Radius of a circle $ = 11 \; \text{cm} $

$ \text{CD}$ is a diameter $ = 11 \times 2 = 22 \; \text{cm} $

$ \text{AB}$ is a chord of length $ = 20.5 \; \text{cm} $

$ \text{AB}$ and $\text{CD}$ intersect at point $\text{E}$ inside the circle.

$ \text{CE}$ length $ = 7 \; \text{cm} $

The length of $\text{ED} = \text{CD} – \text{CE} = 22-7 = 15\;\text{cm}$

$ \text{AE} + \text{BE} = 20.5 \; \text{cm} \quad \longrightarrow (1) $

We know that,  when two chords intersect AEch other inside a circle, the products of their segments are equal.

DATA SECTION:
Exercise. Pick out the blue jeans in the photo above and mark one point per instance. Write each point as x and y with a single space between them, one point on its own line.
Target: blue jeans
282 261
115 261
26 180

PROBLEM STATEMENT:
In the circle and chord calculation, what length is found for ED?

FULL ANSWER:
15 cm